Output all of the records exactly, word for word.

<<<<

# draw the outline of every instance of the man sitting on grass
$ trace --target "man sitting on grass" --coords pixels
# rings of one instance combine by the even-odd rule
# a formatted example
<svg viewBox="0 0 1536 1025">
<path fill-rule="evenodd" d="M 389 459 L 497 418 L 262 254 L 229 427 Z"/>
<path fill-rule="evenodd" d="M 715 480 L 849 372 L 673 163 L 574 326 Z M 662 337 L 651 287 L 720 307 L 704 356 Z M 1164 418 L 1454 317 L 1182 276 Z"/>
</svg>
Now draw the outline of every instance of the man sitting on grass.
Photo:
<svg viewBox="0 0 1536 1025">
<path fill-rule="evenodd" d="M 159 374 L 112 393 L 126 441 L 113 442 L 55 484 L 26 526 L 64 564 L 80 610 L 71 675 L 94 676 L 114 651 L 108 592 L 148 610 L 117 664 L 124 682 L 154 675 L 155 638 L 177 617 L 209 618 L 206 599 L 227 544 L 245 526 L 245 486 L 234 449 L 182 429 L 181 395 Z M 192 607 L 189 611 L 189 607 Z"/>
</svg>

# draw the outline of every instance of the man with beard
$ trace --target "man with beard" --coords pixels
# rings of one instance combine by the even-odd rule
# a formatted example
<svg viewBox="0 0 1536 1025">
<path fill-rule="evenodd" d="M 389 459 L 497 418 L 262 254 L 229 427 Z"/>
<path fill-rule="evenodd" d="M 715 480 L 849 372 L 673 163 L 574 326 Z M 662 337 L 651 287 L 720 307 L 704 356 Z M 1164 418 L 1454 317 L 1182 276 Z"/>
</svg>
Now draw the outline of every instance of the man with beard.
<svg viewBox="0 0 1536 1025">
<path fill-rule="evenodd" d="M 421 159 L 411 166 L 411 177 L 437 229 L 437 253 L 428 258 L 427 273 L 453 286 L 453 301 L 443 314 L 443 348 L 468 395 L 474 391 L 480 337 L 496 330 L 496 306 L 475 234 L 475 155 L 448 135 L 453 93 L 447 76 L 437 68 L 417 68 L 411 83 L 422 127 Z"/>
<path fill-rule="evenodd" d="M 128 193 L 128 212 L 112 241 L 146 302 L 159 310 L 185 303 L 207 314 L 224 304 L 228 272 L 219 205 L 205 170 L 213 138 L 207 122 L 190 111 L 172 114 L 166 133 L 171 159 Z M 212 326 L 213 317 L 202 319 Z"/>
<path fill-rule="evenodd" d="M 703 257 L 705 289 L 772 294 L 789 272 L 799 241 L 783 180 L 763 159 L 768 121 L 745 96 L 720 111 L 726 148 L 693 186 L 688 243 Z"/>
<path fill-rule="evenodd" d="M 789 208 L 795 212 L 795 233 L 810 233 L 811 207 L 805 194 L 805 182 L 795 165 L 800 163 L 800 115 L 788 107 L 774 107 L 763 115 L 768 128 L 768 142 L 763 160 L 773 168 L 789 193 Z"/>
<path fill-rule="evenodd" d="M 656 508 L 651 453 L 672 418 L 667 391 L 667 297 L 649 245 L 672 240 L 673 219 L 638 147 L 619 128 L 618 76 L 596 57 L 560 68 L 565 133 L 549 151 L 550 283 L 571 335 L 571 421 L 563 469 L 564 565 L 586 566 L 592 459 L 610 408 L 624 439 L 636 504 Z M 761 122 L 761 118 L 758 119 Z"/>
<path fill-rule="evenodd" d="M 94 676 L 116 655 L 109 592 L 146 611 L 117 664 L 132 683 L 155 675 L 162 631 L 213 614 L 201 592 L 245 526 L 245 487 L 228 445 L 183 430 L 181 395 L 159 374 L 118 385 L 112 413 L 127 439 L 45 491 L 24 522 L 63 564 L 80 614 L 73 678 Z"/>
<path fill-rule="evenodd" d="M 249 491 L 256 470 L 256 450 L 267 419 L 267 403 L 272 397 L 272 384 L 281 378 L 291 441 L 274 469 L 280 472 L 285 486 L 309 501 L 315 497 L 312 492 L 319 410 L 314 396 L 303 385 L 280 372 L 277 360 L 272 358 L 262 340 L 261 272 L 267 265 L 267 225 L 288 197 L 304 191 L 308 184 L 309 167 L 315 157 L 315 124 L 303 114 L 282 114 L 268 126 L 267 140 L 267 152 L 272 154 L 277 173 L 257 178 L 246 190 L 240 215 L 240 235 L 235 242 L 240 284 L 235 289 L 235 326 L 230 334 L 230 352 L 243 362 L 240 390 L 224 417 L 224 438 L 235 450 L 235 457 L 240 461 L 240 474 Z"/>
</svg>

>>>>

> Output for this task:
# draw the outline of every instance of the man sitting on grass
$ trace --target "man sitting on grass" --coords pixels
# rings of one instance combine by the even-odd rule
# a formatted example
<svg viewBox="0 0 1536 1025">
<path fill-rule="evenodd" d="M 389 459 L 497 418 L 262 254 L 229 427 Z"/>
<path fill-rule="evenodd" d="M 715 480 L 849 372 L 673 163 L 574 326 Z M 662 337 L 651 287 L 720 307 L 704 356 Z M 1164 418 L 1454 317 L 1182 276 Z"/>
</svg>
Now draw the outline of every instance of the man sitting on grass.
Photo:
<svg viewBox="0 0 1536 1025">
<path fill-rule="evenodd" d="M 159 374 L 112 393 L 126 441 L 113 442 L 55 484 L 26 526 L 64 564 L 80 610 L 71 675 L 94 676 L 114 651 L 108 592 L 148 610 L 117 664 L 124 682 L 154 675 L 155 638 L 177 617 L 209 618 L 206 599 L 227 544 L 245 526 L 245 486 L 234 449 L 182 429 L 181 395 Z M 192 607 L 189 611 L 189 607 Z"/>
</svg>

# draw the outline of every instance of the man with beard
$ trace --target "man with beard" --coords pixels
# rings of one instance combine by the even-odd rule
# a formatted example
<svg viewBox="0 0 1536 1025">
<path fill-rule="evenodd" d="M 389 459 L 497 418 L 262 254 L 229 427 Z"/>
<path fill-rule="evenodd" d="M 715 480 L 849 372 L 673 163 L 574 326 Z M 662 337 L 651 287 L 720 307 L 704 356 Z M 1164 418 L 1454 317 L 1182 276 Z"/>
</svg>
Now draw the outline of every instance of the man with beard.
<svg viewBox="0 0 1536 1025">
<path fill-rule="evenodd" d="M 421 159 L 411 166 L 411 177 L 437 229 L 437 253 L 428 258 L 427 273 L 453 286 L 453 301 L 443 314 L 443 348 L 468 395 L 474 391 L 480 337 L 496 330 L 496 306 L 475 234 L 475 155 L 448 135 L 453 93 L 447 76 L 437 68 L 417 68 L 411 83 L 422 127 Z"/>
<path fill-rule="evenodd" d="M 128 193 L 128 212 L 112 241 L 146 302 L 159 310 L 185 303 L 207 314 L 224 304 L 228 272 L 219 205 L 205 170 L 213 138 L 207 122 L 190 111 L 172 114 L 166 133 L 171 159 Z M 212 326 L 213 317 L 202 319 Z"/>
<path fill-rule="evenodd" d="M 703 257 L 705 289 L 772 294 L 789 272 L 799 241 L 783 180 L 763 159 L 768 121 L 745 96 L 720 111 L 726 148 L 693 186 L 688 243 Z"/>
<path fill-rule="evenodd" d="M 789 208 L 795 212 L 795 233 L 810 233 L 811 207 L 805 194 L 805 182 L 795 165 L 800 163 L 800 115 L 788 107 L 774 107 L 763 115 L 768 128 L 768 142 L 763 160 L 773 168 L 789 193 Z"/>
<path fill-rule="evenodd" d="M 656 508 L 651 453 L 672 418 L 667 391 L 667 297 L 649 245 L 672 240 L 673 219 L 638 147 L 619 128 L 618 76 L 596 57 L 560 68 L 565 133 L 549 151 L 550 283 L 571 335 L 571 421 L 563 469 L 564 565 L 586 566 L 592 459 L 610 408 L 624 439 L 636 504 Z M 761 122 L 761 118 L 758 119 Z"/>
<path fill-rule="evenodd" d="M 94 676 L 116 655 L 109 592 L 146 611 L 117 664 L 132 683 L 155 675 L 162 631 L 213 614 L 201 592 L 245 526 L 245 487 L 228 445 L 183 430 L 181 395 L 159 374 L 118 385 L 112 413 L 127 439 L 45 491 L 24 522 L 63 564 L 80 614 L 73 678 Z"/>
<path fill-rule="evenodd" d="M 249 491 L 256 470 L 256 450 L 267 419 L 267 403 L 272 397 L 272 384 L 281 378 L 291 441 L 274 469 L 280 472 L 285 486 L 309 501 L 315 497 L 312 492 L 319 410 L 314 396 L 303 385 L 280 372 L 277 360 L 272 358 L 262 340 L 261 272 L 267 265 L 267 225 L 288 197 L 304 191 L 308 184 L 309 167 L 315 157 L 315 124 L 303 114 L 282 114 L 268 126 L 267 140 L 267 152 L 272 154 L 277 173 L 257 178 L 246 190 L 240 215 L 240 235 L 235 242 L 240 284 L 235 289 L 235 326 L 230 334 L 230 352 L 243 362 L 240 390 L 224 417 L 224 438 L 235 450 L 235 457 L 240 461 L 240 474 Z"/>
</svg>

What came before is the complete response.